-- BEGIN Text section --

Top-up fees are an option for care home residents whose fees are partly or fully paid by their local council. They are intended to be voluntary payments by relatives for ‘extras’ such as a larger room or a nicer view.  It’s estimated that almost 50,000 older people in England have a ‘top-up’ paid towards their care costs by a relative, ranging from tens to hundreds of pounds every week.

“Too many care homes are charging pensioners’ families for care that should be free, and too many councils have been turning a blind eye to the practice,” said Janet Morrison, chief executive of Independent Age. “The Care Act was intended to stamp out this abuse but it is clear from our research that it is still going on.”

The Care Act, which came into force in April 2015, tightened the rules by saying that top-up fees should always involve the informed consent of all parties, involve a written agreement and that arrangements should be reviewed regularly. Today’s research reveals that despite the introduction of the Act, poor practice is continuing among a significant minority of councils.

The new findings come as social care budgets are under pressure as never before. The Association of Directors of Adult Social Services estimate that councils have faced reductions of £4.6 billion to adult social care budgets since 2009-10 – almost a third of net real terms spend. And while local councils on average pay £512 a week towards a care home place, analysts’ estimate that the real cost is between £554 and £625 a week.

Janet Morrison, Chief Executive of Independent Age, said: “We understand that councils are under huge financial pressure. But in a drive to find savings to social care budgets, they must not pass the burden of this ‘secret subsidy’ on to the families of poorer pensioners.

“It is only poorer pensioners who qualify for a local authority funded care home place, and yet it is their families that are being asked to make up the shortfall in care budgets. We hear all the time from families who are willing to do anything they can to ensure their elderly relatives get decent care, even if they’re struggling financially themselves. That’s why it’s so important that there are rules to make sure they do not feel pressured into paying fees unnecessarily.

“Top-up fees must always be optional, affordable and transparent. The rules introduced by the government should ensure that is the case. So it is very worrying that so many councils are still failing to follow these basic principles.”

The findings do suggest that there has been some progress since the introduction of the Care Act. A total of 48% (58 out of 122) of local authorities have written agreements in place for all top-up fees entered into since April 2015. Whereas in 2013, only 28% even had information about all top-up fees in their area, according to previous research by Independent Age.

-- END Text section --
-- BEGIN Extracted material --

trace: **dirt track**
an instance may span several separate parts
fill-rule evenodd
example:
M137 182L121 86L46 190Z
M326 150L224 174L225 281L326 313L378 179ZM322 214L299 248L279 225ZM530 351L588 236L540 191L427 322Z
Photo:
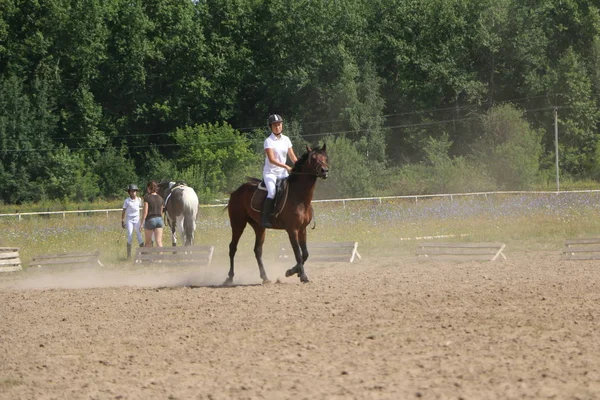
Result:
M0 398L600 397L598 262L307 268L0 276Z

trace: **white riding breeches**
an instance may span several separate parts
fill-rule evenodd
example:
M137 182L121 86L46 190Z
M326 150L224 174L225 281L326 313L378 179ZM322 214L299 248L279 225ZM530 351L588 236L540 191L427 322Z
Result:
M277 182L277 179L287 178L288 176L287 170L283 170L283 173L279 175L264 174L263 179L265 181L265 186L267 187L267 199L275 198L275 183Z
M131 244L133 241L133 232L137 234L138 244L144 242L142 232L140 232L140 220L125 219L125 227L127 228L127 244Z

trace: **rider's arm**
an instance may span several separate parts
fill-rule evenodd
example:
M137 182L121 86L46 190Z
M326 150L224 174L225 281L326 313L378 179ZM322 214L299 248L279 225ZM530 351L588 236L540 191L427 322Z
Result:
M298 161L298 157L296 157L296 153L294 153L294 149L292 147L288 149L288 157L294 164L296 164L296 161Z

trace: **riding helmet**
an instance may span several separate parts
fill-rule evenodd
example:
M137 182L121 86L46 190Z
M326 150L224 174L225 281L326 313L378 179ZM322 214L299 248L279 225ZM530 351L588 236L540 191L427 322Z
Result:
M267 125L270 127L275 122L283 122L283 118L279 116L279 114L269 115L269 119L267 120Z

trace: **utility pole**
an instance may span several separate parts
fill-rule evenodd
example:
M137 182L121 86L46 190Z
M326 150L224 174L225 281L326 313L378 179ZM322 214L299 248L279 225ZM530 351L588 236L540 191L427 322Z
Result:
M560 180L558 175L558 107L554 107L554 152L556 154L556 191L560 192Z

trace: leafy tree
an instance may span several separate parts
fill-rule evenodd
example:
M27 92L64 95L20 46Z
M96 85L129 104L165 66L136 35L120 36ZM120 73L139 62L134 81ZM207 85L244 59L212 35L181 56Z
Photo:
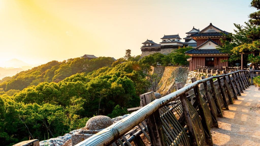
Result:
M125 58L126 59L128 59L131 57L131 50L128 49L126 50L126 55L125 55Z
M251 6L256 8L257 10L260 9L260 1L252 0L251 2ZM257 25L260 25L260 11L250 14L249 17L251 18L249 21L250 23Z
M130 58L128 58L127 59L128 61L138 61L140 59L140 57L141 57L140 55L137 55L136 56L131 56Z

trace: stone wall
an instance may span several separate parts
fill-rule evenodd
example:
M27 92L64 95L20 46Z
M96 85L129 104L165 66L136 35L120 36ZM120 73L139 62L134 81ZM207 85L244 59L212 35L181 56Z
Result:
M163 96L175 91L176 90L176 83L181 82L186 83L189 70L187 68L171 67L154 68L152 73L158 74L161 77L156 91Z
M205 73L199 72L196 71L190 71L187 75L187 80L186 83L187 84L191 83L191 78L196 78L196 79L197 80L201 79L202 76L205 76L206 78L207 78L208 75L210 74L206 74Z

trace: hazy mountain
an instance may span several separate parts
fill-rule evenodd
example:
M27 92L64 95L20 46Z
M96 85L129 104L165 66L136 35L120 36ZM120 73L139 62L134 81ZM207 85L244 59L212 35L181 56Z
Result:
M11 77L17 74L31 69L34 65L14 58L4 62L0 67L0 79L6 77Z
M25 70L21 68L4 68L0 67L0 79L2 79L6 77L11 77L23 70Z
M6 61L4 63L4 66L1 67L5 68L23 68L24 67L24 69L31 69L33 66L32 64L27 63L26 62L14 58L8 61Z

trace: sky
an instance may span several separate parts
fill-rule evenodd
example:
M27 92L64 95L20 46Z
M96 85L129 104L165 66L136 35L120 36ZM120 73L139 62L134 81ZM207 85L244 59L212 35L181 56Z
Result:
M233 32L256 11L251 0L0 0L0 67L13 58L31 64L85 54L140 54L147 39L181 38L210 23ZM184 42L184 40L181 40Z

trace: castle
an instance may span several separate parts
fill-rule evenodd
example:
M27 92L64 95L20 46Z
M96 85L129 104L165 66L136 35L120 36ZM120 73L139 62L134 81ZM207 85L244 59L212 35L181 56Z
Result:
M193 48L185 52L186 55L191 56L187 59L189 62L190 70L195 70L197 65L228 67L228 62L223 61L228 59L228 54L220 52L216 48L221 45L220 39L226 39L225 35L229 32L210 23L200 31L193 26L191 30L186 34L186 37L183 38L184 42L180 41L181 39L178 34L164 35L161 38L162 41L160 44L147 39L142 43L141 57L157 52L167 54L179 47L190 46Z

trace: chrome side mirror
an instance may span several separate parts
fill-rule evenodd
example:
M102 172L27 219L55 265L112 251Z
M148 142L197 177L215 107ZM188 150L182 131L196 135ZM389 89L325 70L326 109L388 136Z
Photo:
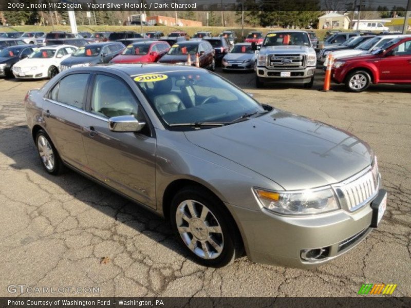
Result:
M108 128L111 131L134 132L141 131L145 125L133 116L113 117L108 119Z

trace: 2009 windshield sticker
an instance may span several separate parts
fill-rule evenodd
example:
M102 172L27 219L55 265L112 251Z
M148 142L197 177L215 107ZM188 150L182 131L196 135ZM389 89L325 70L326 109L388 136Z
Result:
M146 74L140 75L134 78L134 81L137 82L153 82L167 79L169 76L164 74Z

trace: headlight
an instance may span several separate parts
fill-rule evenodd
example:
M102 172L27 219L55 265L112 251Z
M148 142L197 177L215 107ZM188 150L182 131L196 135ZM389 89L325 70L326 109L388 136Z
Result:
M334 62L334 64L332 65L333 68L338 68L339 67L342 66L345 64L344 61L336 61Z
M315 54L309 54L307 57L307 65L308 66L315 66L317 63L317 57Z
M265 66L267 63L267 54L259 54L257 65L258 66Z
M263 206L281 214L313 215L340 208L331 187L294 191L254 188L254 191Z

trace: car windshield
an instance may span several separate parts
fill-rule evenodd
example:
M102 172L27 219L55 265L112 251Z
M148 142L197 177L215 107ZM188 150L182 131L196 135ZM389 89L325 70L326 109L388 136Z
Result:
M171 46L167 54L194 54L197 53L198 45L188 44L175 44Z
M252 32L248 33L247 35L247 38L262 38L263 34L259 33Z
M216 75L199 70L132 78L159 116L172 126L190 123L222 125L245 114L266 112L259 104L235 86ZM153 79L156 81L151 81ZM187 95L186 93L193 95Z
M204 33L196 33L195 34L193 35L193 37L194 37L194 38L201 38L205 36L207 36L207 35Z
M46 59L53 57L55 53L55 49L37 49L28 57L30 59Z
M385 41L384 44L378 44L380 46L376 46L376 48L373 49L372 51L371 52L371 54L378 54L378 53L382 52L385 49L388 49L391 46L396 44L401 40L401 38L394 38L394 40L388 41L388 42L386 42L386 41Z
M229 37L230 38L233 38L233 33L221 33L220 34L220 37Z
M373 37L371 40L368 40L366 41L364 43L362 43L357 47L356 47L354 49L360 49L360 50L369 50L371 49L371 48L375 44L376 44L381 39L381 37L379 37L376 36L375 37Z
M12 57L17 56L23 49L22 46L9 47L0 52L0 57Z
M311 44L306 33L290 32L268 33L263 43L264 46L288 45L308 46Z
M207 40L211 46L213 47L221 47L222 46L222 42L221 40Z
M353 46L355 46L357 45L359 43L364 42L368 40L368 37L362 37L361 36L354 36L354 37L351 37L348 38L347 41L346 41L344 44L344 46L346 46L348 47L351 47Z
M90 36L90 37L92 37L93 38L101 38L102 37L104 37L104 33L93 33Z
M254 51L251 49L251 45L236 45L233 48L230 53L254 53Z
M150 45L128 45L123 51L122 54L128 55L147 54L150 49Z
M82 47L77 49L71 55L73 56L96 56L99 55L101 48L100 47Z
M31 32L24 32L21 37L32 37L34 36L34 33Z
M348 38L345 42L344 42L342 43L341 43L341 44L340 44L340 46L349 46L348 44L349 44L351 42L354 41L354 39L356 37L356 36L353 36L352 37L350 37L349 38Z

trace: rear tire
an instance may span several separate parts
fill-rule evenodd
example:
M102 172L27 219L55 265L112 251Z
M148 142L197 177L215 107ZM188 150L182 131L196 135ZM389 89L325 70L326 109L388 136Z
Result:
M362 70L355 70L349 73L345 79L345 87L351 92L361 92L371 84L371 77Z
M39 130L36 134L35 146L43 166L48 173L57 176L66 170L54 144L43 129Z
M264 83L260 80L259 78L255 75L255 86L257 88L261 88L264 87Z
M240 239L222 202L207 189L192 186L172 201L170 218L177 240L196 262L221 267L241 255Z

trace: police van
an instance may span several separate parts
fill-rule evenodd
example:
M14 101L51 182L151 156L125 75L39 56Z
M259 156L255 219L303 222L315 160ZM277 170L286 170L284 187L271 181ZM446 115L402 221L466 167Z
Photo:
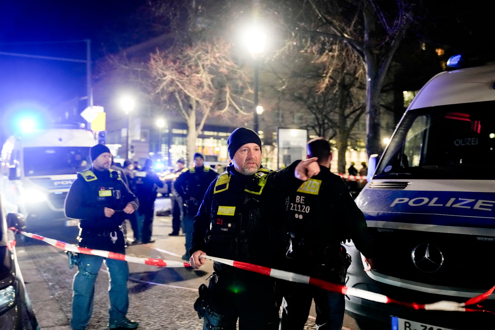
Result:
M91 165L92 132L63 127L11 136L0 154L0 192L6 213L26 217L27 229L77 226L65 218L65 196L77 172Z
M376 247L375 268L363 271L364 259L350 244L348 287L424 304L465 302L495 285L494 88L494 64L437 75L412 100L378 162L370 157L368 183L355 201ZM384 329L495 328L488 312L350 298L349 314L388 324ZM480 304L495 312L495 295ZM369 322L359 323L364 329Z

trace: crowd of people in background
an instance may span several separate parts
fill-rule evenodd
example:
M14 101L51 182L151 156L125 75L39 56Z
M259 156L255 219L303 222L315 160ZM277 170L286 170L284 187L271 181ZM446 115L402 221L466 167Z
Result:
M364 216L346 184L330 172L327 141L310 141L308 159L280 171L261 166L261 141L252 130L236 129L227 144L232 162L226 168L205 165L204 156L196 152L190 167L180 158L167 178L155 173L151 159L142 167L127 159L120 167L104 144L92 147L92 165L78 174L65 201L66 216L80 220L79 246L125 254L126 246L154 242L157 190L169 180L172 232L169 235L178 236L182 229L186 250L182 259L195 269L209 254L288 271L297 271L296 266L305 262L306 275L342 284L351 262L341 245L345 237L353 239L371 269L373 246ZM351 163L349 175L366 175L365 162L359 171L355 165ZM289 202L296 206L289 210ZM126 220L133 238L125 230ZM104 261L110 276L108 329L138 327L126 317L127 262L82 254L73 285L73 330L84 330L88 324L95 282ZM345 301L340 292L289 283L277 284L269 277L217 262L213 268L208 287L200 286L195 304L198 315L204 319L203 329L234 330L238 322L243 330L276 330L279 325L280 329L302 329L313 299L317 327L342 328Z

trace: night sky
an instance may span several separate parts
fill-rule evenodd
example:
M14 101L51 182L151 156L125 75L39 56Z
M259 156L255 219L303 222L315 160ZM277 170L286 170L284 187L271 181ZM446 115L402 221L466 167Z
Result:
M85 60L86 44L82 41L90 39L92 59L95 60L103 55L104 49L110 52L117 49L119 36L122 40L123 31L138 30L138 23L129 17L135 18L137 8L146 2L145 0L0 1L0 52ZM493 30L490 26L493 19L486 17L492 15L493 12L487 7L489 5L487 2L478 6L471 5L473 2L470 1L470 4L464 3L463 8L456 7L457 2L435 2L439 17L454 14L463 16L458 20L459 24L455 31L452 30L455 33L444 40L457 43L458 47L468 41L475 45L485 43L492 45L493 37L479 35L480 32L484 31L488 34ZM459 26L466 22L474 23L475 28L466 27L459 33ZM438 37L448 33L450 26L438 21L428 25L427 28L435 30ZM440 39L442 38L439 38L441 43ZM74 41L78 42L62 42ZM86 94L86 64L83 63L0 54L0 113L11 111L20 104L49 109L62 101Z
M0 52L86 60L82 41L89 39L95 60L103 56L102 45L115 45L118 32L132 27L126 19L144 2L0 1ZM86 94L84 63L0 54L0 111L50 108Z

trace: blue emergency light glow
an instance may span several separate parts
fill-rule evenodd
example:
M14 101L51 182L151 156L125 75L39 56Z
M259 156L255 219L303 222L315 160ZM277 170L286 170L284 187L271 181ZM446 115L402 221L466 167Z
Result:
M17 122L17 126L19 131L23 133L33 132L38 128L36 121L29 117L20 118Z
M463 59L462 55L460 54L451 56L447 61L447 66L451 68L460 68Z

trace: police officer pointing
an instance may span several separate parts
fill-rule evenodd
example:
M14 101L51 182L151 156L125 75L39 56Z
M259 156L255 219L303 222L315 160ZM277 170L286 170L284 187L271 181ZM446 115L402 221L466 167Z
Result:
M366 270L373 266L372 243L363 213L342 179L330 172L328 141L319 138L308 142L307 157L318 157L320 173L291 194L285 204L289 234L286 246L289 247L284 268L343 284L351 260L341 242L352 239L367 258ZM344 294L298 283L287 283L284 286L281 330L302 330L313 299L316 328L342 329Z
M93 166L78 173L65 199L67 218L79 219L81 247L125 253L122 221L138 209L136 196L122 182L119 172L110 169L112 155L104 144L91 148ZM135 329L137 322L126 317L129 307L129 268L123 260L80 254L79 271L74 277L73 330L85 329L93 311L95 282L104 261L110 276L109 328Z
M201 255L273 267L280 229L278 197L295 191L319 172L316 159L296 161L280 171L261 167L261 141L253 131L235 130L227 141L232 160L210 185L195 218L191 266L204 264ZM180 177L179 177L180 178ZM280 300L272 278L219 263L209 287L200 287L195 308L203 330L278 328ZM203 284L204 285L204 284Z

-- END Extracted material --

To-do list:
• 1. In the top-up fees text, starting with "The findings do" and going on through "by Independent Age.", write the passage out again, substituting "signed contracts" for "written agreements".
• 2. Answer these questions from the top-up fees text:
(a) When did the Care Act come into force?
(b) On average, how much do local councils pay each week towards a care home place?
(c) Roughly how many older people in England have a top-up paid towards their care costs by a relative?

Answers given:
• 1.
The findings do suggest that there has been some progress since the introduction of the Care Act. A total of 48% (58 out of 122) of local authorities have signed contracts in place for all top-up fees entered into since April 2015. Whereas in 2013, only 28% even had information about all top-up fees in their area, according to previous research by Independent Age.

• 2.
(a) April 2015
(b) £512 a week
(c) Almost 50,000